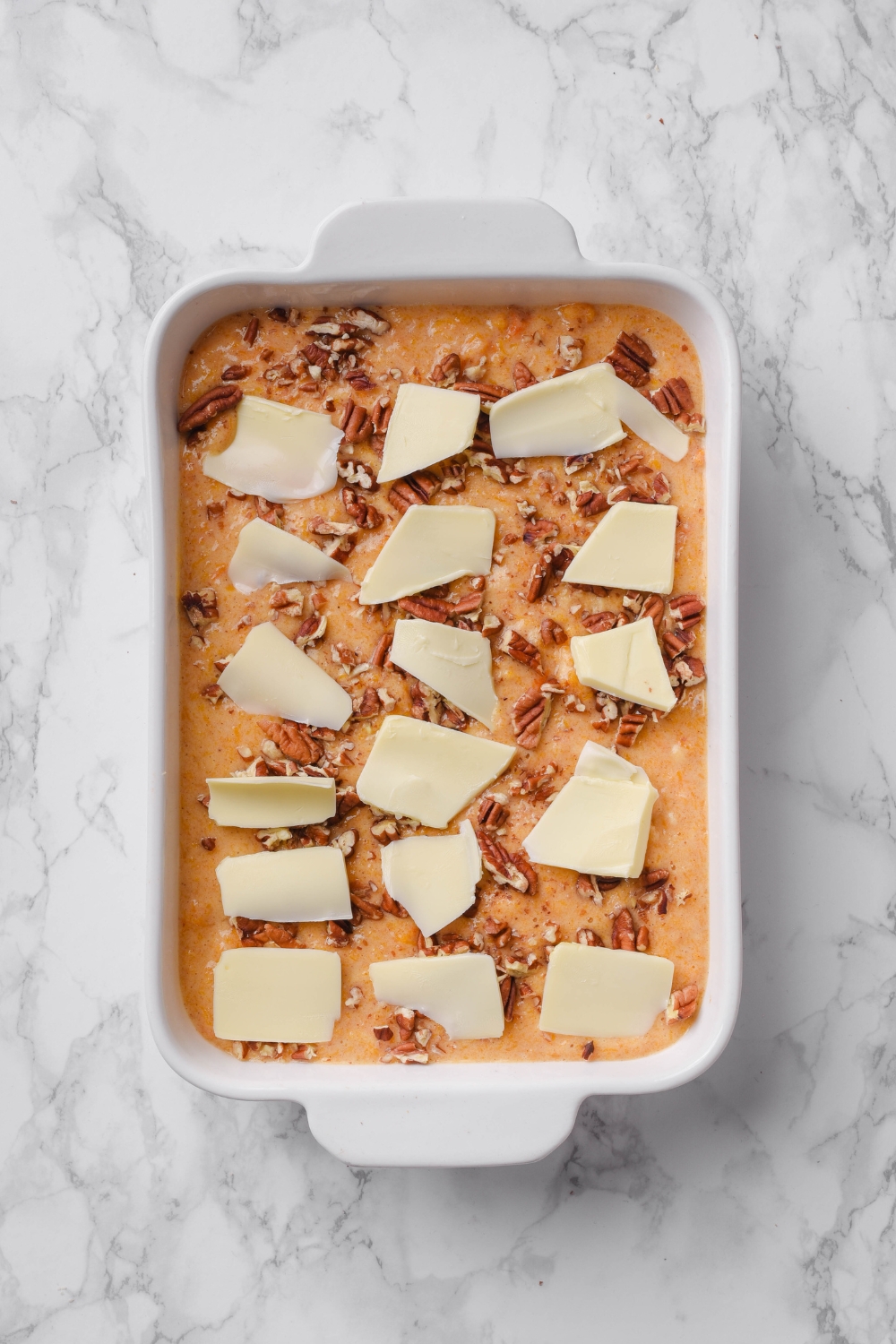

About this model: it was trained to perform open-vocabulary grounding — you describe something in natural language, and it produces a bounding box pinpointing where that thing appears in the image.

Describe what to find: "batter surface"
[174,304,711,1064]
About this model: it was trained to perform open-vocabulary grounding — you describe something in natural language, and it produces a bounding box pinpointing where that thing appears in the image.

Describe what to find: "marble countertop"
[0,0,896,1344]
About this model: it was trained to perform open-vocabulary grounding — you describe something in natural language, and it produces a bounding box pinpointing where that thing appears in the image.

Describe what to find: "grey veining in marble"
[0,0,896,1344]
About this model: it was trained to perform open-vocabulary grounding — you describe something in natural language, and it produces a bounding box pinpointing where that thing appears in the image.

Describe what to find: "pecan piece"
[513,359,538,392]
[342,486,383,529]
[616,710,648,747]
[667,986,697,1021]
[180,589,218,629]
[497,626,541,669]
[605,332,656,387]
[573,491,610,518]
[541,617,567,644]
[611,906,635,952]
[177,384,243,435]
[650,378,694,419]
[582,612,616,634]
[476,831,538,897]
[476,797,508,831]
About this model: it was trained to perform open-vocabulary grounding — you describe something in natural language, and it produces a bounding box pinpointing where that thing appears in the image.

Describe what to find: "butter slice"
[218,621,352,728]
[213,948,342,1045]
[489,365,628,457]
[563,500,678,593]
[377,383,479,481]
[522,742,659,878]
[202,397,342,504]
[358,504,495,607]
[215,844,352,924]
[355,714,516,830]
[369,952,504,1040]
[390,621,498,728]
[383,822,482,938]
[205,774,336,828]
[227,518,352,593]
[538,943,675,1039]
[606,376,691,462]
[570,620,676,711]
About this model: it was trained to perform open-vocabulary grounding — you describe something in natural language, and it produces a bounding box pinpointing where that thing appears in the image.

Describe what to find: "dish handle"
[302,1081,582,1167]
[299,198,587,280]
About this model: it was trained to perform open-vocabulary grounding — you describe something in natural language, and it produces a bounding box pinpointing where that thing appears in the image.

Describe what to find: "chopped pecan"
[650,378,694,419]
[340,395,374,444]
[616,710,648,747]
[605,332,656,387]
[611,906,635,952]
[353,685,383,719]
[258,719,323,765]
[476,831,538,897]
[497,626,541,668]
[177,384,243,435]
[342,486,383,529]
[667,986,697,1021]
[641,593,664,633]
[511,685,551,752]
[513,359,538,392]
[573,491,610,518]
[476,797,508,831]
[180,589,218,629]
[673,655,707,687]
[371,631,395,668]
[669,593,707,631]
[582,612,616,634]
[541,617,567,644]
---
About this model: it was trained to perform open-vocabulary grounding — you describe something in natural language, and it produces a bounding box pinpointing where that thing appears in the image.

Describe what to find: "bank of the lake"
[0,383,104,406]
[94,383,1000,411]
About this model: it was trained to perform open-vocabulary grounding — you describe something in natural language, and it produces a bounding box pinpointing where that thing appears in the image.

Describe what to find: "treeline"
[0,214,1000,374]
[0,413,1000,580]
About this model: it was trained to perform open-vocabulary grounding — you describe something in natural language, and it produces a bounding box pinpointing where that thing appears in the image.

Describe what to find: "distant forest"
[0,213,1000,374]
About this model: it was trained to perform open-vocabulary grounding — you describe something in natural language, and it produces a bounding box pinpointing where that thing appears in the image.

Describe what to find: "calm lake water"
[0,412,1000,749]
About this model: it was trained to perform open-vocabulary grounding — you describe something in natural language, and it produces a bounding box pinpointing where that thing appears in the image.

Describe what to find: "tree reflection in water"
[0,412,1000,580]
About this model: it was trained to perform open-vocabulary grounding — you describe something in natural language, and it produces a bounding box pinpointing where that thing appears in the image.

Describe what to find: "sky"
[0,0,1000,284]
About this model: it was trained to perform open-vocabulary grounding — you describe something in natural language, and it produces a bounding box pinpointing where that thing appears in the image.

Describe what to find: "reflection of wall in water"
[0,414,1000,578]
---
**Instructions for the task**:
Count the lines in the items above that contain the word "lake", treating uppercase and lowercase as different, and give only the number.

**Full solution**:
2